■ **Exercice écrit a**
Recopiez intégralement l'entretien sur Kayes ci-dessous, sans y changer un seul mot ni signe.

LA REFONDATION : Monsieur Sow, vous avez tout de suite parlé de votre rapport à la population d’ici. Connaissiez-vous déjà Kayes?
Amadou SOW: Moi-même, je peux dire que je suis originaire de Kayes mais je la connaissais pas du tout. Nous les Sow, nous venons du Fouta Toro, au Sénégal où sont restées des familles au Sénégal. Il y en a qui ont émigré. Certains sont partis à Ségou ; d’autres ont suivi El Hadj Oumar Tall (paix à son âme !) jusqu’à Bandiagara. Pour autant, je ne connaissais personne à Kayes. Je n’étais même jamais venu à Kayes ; enfin, j’ai dû, à l’enfance, traverser Kayes par train pour aller à Dakar. C’est donc le Gouvernement du Mali qui a décidé que cette centrale soit installée à Kayes. Et, ce, pour la bonne raison que le Mali dispose d’un potentiel minier à Kayes. Et le problème premier auquel les miniers reste l’accès à l’énergie. C’est ainsi que nous sommes arrivés ici.
LA REFONDATION:Ici, dans la Commune de HawaDembaya, les femmes placent beaucoup d’espoir en vous ; puisqu’elles en sont désormais réduites à travailler dans le concassage des pierres pour leur subsistance.

■ **Lignes enregistrées**
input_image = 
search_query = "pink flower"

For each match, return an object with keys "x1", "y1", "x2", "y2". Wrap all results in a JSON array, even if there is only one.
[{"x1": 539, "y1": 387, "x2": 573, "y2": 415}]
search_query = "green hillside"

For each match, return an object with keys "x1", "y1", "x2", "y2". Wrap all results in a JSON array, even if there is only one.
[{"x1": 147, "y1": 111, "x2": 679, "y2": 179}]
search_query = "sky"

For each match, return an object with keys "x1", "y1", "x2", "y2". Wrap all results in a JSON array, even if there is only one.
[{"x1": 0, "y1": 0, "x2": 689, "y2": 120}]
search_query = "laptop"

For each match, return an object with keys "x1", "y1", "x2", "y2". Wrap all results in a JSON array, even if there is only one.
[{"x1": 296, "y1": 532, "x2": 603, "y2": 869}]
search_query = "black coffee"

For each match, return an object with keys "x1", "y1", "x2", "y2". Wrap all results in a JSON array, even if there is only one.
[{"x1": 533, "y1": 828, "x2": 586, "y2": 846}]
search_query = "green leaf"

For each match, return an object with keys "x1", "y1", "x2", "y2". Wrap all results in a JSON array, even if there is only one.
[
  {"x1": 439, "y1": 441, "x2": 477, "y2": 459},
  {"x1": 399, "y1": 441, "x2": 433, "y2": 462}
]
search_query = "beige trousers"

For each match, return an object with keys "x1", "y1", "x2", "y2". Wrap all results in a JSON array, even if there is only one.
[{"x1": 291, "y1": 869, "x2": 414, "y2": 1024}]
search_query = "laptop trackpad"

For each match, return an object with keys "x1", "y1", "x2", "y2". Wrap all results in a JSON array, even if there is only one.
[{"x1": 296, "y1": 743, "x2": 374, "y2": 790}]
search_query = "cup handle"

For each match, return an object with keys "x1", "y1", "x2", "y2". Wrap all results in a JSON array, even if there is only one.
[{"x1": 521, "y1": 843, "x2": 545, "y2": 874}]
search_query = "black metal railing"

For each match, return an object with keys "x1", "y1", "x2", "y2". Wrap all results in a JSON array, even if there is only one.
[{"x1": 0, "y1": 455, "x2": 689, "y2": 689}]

■ **Exercice écrit b**
Relevez chaque ligne des entrées ci-dessus qui contient la chaîne "green", en respectant la casse.

■ **Bonne réponse a**
LA REFONDATION : Monsieur Sow, vous avez tout de suite parlé de votre rapport à la population d’ici. Connaissiez-vous déjà Kayes?
Amadou SOW: Moi-même, je peux dire que je suis originaire de Kayes mais je la connaissais pas du tout. Nous les Sow, nous venons du Fouta Toro, au Sénégal où sont restées des familles au Sénégal. Il y en a qui ont émigré. Certains sont partis à Ségou ; d’autres ont suivi El Hadj Oumar Tall (paix à son âme !) jusqu’à Bandiagara. Pour autant, je ne connaissais personne à Kayes. Je n’étais même jamais venu à Kayes ; enfin, j’ai dû, à l’enfance, traverser Kayes par train pour aller à Dakar. C’est donc le Gouvernement du Mali qui a décidé que cette centrale soit installée à Kayes. Et, ce, pour la bonne raison que le Mali dispose d’un potentiel minier à Kayes. Et le problème premier auquel les miniers reste l’accès à l’énergie. C’est ainsi que nous sommes arrivés ici.
LA REFONDATION:Ici, dans la Commune de HawaDembaya, les femmes placent beaucoup d’espoir en vous ; puisqu’elles en sont désormais réduites à travailler dans le concassage des pierres pour leur subsistance.

■ **Bonne réponse b**
search_query = "green hillside"
search_query = "green leaf"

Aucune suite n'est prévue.